Source extract section start

That…for me…is truth and tough love.
If they’ve read this site for anything longer than a day or two they can no longer claim ignorance as a defense. The forum is littered with stories of people doing exactly what everyone cautioned against. Remember, there’s more ways to sobriety than your way. Truth and tough love work for plenty of people. You don’t see me jumping over to your thread and pointing out the irony of worshipping a hippie who died of a drug overdose.
So you had it all figured out after a day or two? You knew that alcohol and addiction was a threefold disease that we could just think our way out of it once someone told us DRUGS BAD. DRINKING BAD. DUMBASS. If it were that easy, Nancy Reagan and DARE would have had us all not drinking and not doing drugs and we could all be living that Ozzie and Harriet life.
If it were that easy, I wouldn’t have bounced off the bottom a number of times, trying to see how much lower I could go before the pain got to be too much. If all it took was to have someone yell at me and tell me that I was a drunk and needed to clean my act up, I would have been sober a long time ago. I wouldn’t have had to lose what I lost to get where I am now.

Source extract section end
Exercise data section start

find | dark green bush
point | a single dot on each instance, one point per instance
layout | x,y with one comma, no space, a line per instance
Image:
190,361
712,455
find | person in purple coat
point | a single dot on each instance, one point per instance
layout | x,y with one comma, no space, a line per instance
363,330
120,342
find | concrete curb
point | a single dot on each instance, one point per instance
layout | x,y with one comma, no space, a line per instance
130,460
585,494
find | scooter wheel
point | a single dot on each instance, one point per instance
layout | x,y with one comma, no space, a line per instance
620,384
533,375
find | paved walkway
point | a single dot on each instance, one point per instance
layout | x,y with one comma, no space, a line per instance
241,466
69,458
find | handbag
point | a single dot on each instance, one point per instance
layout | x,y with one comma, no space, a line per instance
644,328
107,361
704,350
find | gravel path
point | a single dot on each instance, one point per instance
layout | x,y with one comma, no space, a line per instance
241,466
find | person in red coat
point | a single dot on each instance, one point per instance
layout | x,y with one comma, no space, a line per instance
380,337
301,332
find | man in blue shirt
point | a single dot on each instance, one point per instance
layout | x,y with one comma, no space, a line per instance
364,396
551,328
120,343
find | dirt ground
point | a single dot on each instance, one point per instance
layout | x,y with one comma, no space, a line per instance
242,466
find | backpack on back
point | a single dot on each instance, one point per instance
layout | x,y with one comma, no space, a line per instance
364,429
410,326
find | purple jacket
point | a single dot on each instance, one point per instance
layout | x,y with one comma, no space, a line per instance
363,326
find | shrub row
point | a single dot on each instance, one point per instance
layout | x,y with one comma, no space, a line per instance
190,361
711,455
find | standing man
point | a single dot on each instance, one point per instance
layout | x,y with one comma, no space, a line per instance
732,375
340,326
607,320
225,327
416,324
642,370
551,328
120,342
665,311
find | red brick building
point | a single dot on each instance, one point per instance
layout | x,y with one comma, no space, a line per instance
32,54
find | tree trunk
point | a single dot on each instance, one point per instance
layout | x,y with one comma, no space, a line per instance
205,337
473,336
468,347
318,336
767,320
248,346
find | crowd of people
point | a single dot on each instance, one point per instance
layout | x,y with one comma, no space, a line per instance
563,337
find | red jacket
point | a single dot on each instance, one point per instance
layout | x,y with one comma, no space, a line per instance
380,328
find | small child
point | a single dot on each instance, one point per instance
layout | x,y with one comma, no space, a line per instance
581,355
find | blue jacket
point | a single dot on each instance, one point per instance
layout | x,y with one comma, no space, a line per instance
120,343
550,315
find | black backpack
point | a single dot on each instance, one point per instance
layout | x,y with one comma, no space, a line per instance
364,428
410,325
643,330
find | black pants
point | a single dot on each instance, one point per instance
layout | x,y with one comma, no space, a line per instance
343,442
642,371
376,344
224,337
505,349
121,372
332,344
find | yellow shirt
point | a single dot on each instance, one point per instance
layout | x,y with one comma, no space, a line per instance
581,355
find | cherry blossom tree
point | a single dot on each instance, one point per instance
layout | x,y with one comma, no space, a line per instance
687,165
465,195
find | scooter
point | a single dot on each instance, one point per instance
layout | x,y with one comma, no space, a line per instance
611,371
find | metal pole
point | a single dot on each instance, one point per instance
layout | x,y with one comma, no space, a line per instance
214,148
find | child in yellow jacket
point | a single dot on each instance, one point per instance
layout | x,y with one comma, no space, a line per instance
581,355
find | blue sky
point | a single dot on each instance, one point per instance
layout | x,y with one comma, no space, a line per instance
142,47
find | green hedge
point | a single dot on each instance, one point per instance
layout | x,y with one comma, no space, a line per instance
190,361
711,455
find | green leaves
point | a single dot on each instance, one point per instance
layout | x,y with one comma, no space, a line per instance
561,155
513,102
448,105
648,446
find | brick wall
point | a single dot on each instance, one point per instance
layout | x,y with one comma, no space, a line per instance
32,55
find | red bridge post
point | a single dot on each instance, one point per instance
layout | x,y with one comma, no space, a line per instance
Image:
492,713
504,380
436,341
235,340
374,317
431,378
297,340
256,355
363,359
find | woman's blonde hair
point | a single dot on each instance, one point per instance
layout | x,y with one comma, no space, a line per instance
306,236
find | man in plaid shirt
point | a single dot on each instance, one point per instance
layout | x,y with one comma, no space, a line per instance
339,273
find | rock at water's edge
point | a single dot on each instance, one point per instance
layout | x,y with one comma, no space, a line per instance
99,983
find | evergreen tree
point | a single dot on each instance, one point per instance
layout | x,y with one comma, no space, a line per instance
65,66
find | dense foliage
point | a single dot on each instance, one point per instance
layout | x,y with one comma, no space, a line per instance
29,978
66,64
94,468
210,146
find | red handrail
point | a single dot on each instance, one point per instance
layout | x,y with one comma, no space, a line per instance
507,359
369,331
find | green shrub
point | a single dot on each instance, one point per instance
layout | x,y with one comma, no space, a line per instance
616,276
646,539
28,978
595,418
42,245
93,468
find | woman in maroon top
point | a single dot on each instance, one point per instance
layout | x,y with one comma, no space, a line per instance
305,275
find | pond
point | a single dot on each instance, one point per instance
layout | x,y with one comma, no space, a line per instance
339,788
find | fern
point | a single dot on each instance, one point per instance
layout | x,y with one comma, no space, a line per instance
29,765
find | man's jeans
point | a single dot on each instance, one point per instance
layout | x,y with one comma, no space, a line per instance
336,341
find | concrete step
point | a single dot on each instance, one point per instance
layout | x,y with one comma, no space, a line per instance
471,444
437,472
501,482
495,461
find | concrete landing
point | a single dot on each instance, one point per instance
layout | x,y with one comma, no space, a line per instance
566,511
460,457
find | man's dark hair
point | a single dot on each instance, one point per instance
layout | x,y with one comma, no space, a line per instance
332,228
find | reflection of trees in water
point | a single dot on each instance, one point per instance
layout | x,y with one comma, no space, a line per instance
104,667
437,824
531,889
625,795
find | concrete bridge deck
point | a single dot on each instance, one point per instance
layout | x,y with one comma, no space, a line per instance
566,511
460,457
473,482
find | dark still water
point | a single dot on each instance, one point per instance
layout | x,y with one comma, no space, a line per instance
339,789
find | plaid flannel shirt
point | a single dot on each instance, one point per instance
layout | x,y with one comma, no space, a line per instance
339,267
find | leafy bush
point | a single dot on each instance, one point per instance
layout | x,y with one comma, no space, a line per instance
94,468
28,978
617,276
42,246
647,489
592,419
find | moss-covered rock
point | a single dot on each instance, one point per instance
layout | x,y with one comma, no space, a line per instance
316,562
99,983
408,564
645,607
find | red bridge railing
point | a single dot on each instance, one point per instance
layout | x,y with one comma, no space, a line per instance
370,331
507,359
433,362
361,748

Exercise data section end

• Required work
a – In the forum exchange about sobriety, who does the writer say would have had everyone not drinking and not doing drugs if it were that easy?
b – Go on with the forum exchange about sobriety, picking up after its final sentence.

• Answer set
a – Nancy Reagan and DARE.

b –
I have never said my way or the AA way is the only way. There are those here that haven’t done it my way or the AA way that I respect and believe I can learn from to help another alcoholic. I have never said that tough love is never appropriate. My thread doesn’t take on the AA mantle and claim that my way is the truth and the light and if you don’t like it fuck you.
AA saved my life. I don’t hesitate to tell anyone that. It is for that reason-- I will not stand idly by and let a newcomer think that this thread is AA and what it is like, a locker room to make fun of and deride others who don’t see it your way or that stumble. I don’t want that person searching for help, not to make a meeting that could save their life because they believe that AA is like this. My experience, strength, and hope have shown me that AA is the exact opposite. Yes, sometimes showing that love is shown by telling them the hard facts in a loving manner. But AA isn’t openly making fun of people and deriding them when they stumble. We take in anyone and will love them until they can love themselves – even when the message they carry is not one that I want.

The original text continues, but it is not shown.